## [Document segment]
[Start of Attachment]

5.12.2013

On Mother's Day

Facebook is an interesting space.

A snapshot of my timeline would reveal a stream of the usual: meme pics, 'Like' trolling (Like if you think puppies are SWELL, I bet only 2% of people who read this agree with me!), game spam & folk proclaiming how BLESSED & *amazing* their lives are when every time you see them their heads are about to burst Scanners-style from stress & unhappiness.  Tossing along on the surface, innocuous pictures of attractive children, meals consumed, parties attended, geographic locations visited.

But this casually unconscious ephemera floats over a bed of cold stone and regularly dashes into large, unyielding rocks which break the surface unpredictably- a friend who recently lost their significant other to cancer, a friend who's had a recurrence of their own cancer, a marriage breaking up, a missing teenager, lost jobs and homes.

It's life, everyday things that happen constantly, but consolidated & made explicit.  Prior to social media events outside your immediate circle of family & close friends were time-shifted.  You'd usually hear about them later, sometimes much later, from a friend of a friend, blurred & muted by the distance it traveled to reach you.  There's a meaningful difference there, although I haven't pinned it down exactly.  It's akin to how playing a vinyl LP is very different thing from playing the same music on an iPod, informationally identical yet not at all the same experience.  The effortless proximity and immediacy Facebook delivers, making no distinction between your closest friends and someone you barely remember from high school, is new and sometimes unmanageably delirious.

[End of Attachment]

## [Data records]
[Start of Attachment]

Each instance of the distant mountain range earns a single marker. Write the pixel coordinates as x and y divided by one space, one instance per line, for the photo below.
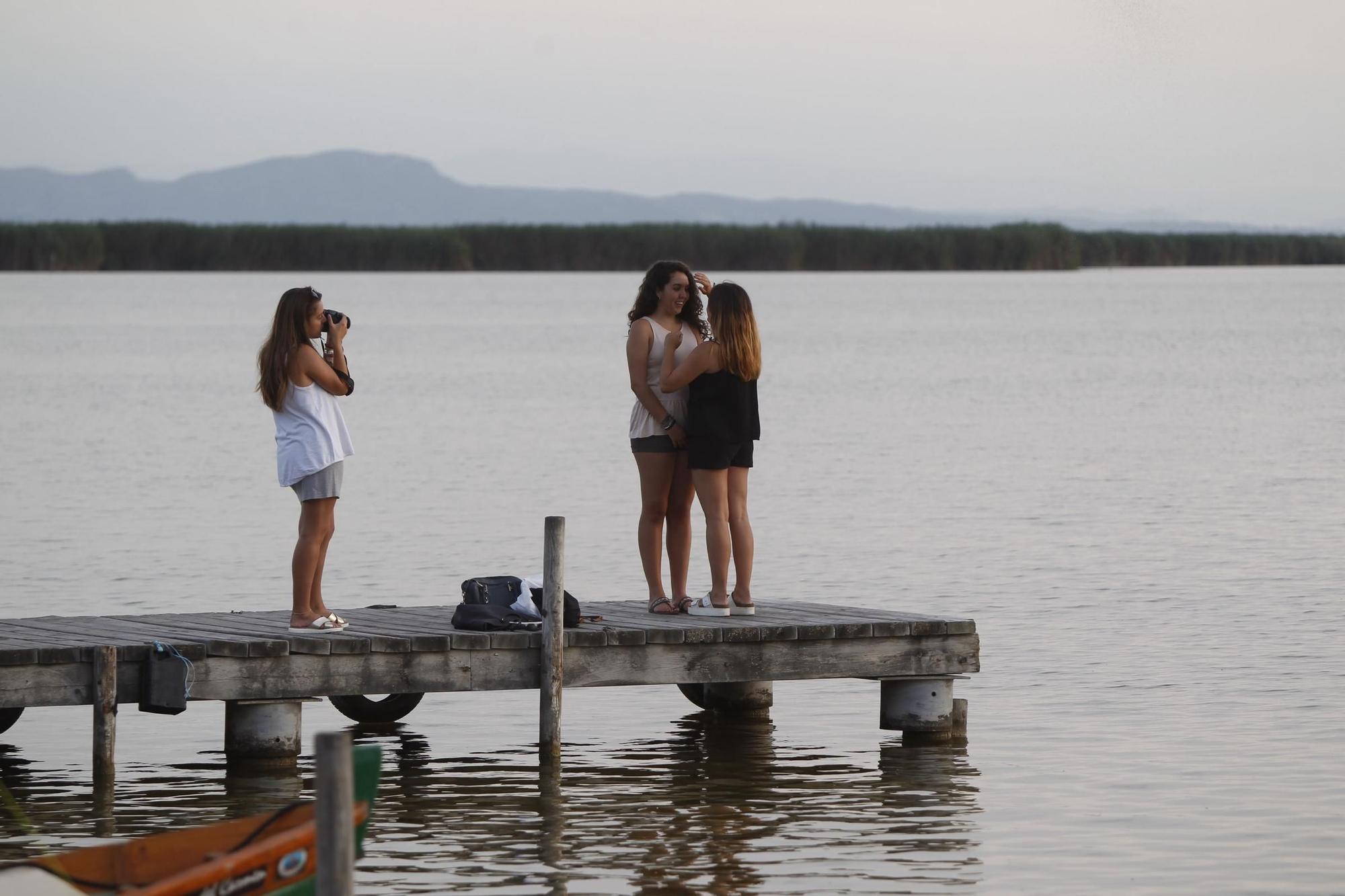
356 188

[End of Attachment]
[Start of Attachment]

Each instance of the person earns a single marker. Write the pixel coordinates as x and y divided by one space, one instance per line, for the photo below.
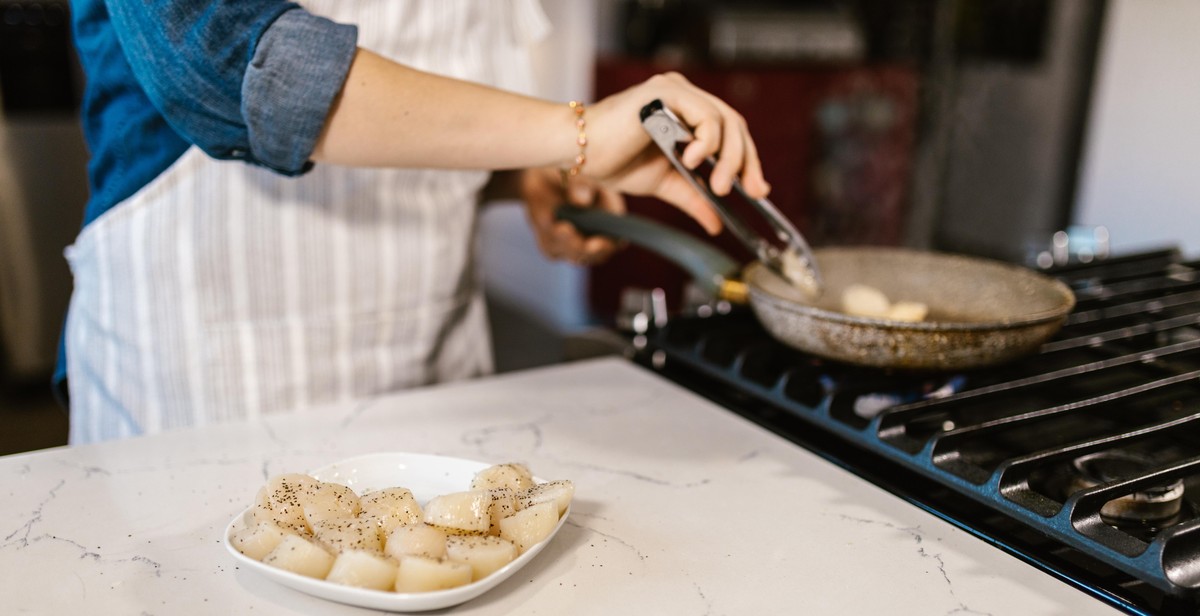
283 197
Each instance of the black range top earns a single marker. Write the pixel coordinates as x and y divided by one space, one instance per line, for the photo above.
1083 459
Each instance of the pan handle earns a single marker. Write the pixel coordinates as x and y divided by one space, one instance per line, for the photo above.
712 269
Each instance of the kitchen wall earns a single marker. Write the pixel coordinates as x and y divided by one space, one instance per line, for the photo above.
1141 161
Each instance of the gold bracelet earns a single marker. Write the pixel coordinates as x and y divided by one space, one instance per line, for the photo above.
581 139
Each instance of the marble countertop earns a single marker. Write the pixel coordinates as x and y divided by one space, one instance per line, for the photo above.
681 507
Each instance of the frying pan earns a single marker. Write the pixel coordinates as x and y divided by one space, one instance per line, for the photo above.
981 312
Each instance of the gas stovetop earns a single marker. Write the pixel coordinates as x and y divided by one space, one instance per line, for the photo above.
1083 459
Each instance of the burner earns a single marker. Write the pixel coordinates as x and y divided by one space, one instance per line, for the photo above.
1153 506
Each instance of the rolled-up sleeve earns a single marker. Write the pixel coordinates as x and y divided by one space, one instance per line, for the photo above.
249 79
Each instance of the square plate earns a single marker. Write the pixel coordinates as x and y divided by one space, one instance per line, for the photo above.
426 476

[End of Attachment]
[Start of Attachment]

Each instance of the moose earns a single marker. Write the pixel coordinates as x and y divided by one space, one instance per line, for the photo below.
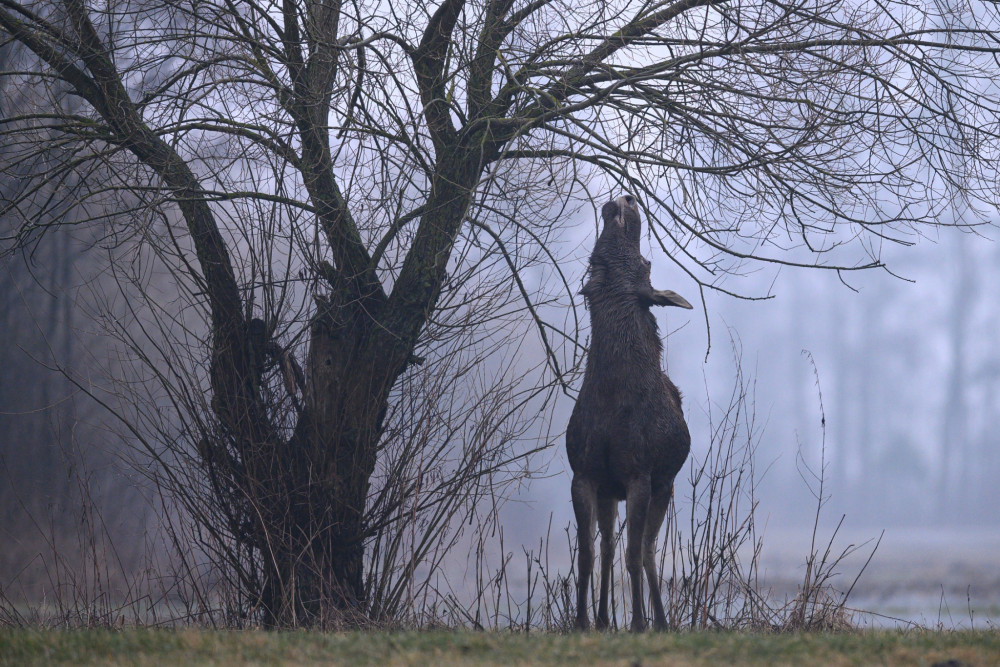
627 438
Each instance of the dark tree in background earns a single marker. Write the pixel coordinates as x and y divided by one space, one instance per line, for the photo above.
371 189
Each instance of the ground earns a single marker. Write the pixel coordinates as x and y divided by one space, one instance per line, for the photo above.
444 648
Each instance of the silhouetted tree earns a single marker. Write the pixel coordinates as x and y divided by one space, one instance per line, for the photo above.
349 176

[End of Attachment]

## [What to work on]
[1] For each statement, say whether it agrees with the passage on Facebook, answering yes or no and quoting the deciding words of the passage: (a) before social media, news of events outside one's close circle usually arrived later; (b) the writer has pinned down exactly the difference between the two ways of receiving such news; (c) Facebook distinguishes between one's closest friends and people barely remembered from high school.
[2] Quote the passage on Facebook from the words "A snapshot of" up to and including the words "geographic locations visited.".
The records above are separate material and have no connection to the passage on Facebook.

## [Answers given]
[1]
(a) Yes: "You'd usually hear about them later, sometimes much later, from a friend of a friend"
(b) No: "There's a meaningful difference there, although I haven't pinned it down exactly."
(c) No: "making no distinction between your closest friends and someone you barely remember from high school"

[2]
A snapshot of my timeline would reveal a stream of the usual: meme pics, 'Like' trolling (Like if you think puppies are SWELL, I bet only 2% of people who read this agree with me!), game spam & folk proclaiming how BLESSED & *amazing* their lives are when every time you see them their heads are about to burst Scanners-style from stress & unhappiness.  Tossing along on the surface, innocuous pictures of attractive children, meals consumed, parties attended, geographic locations visited.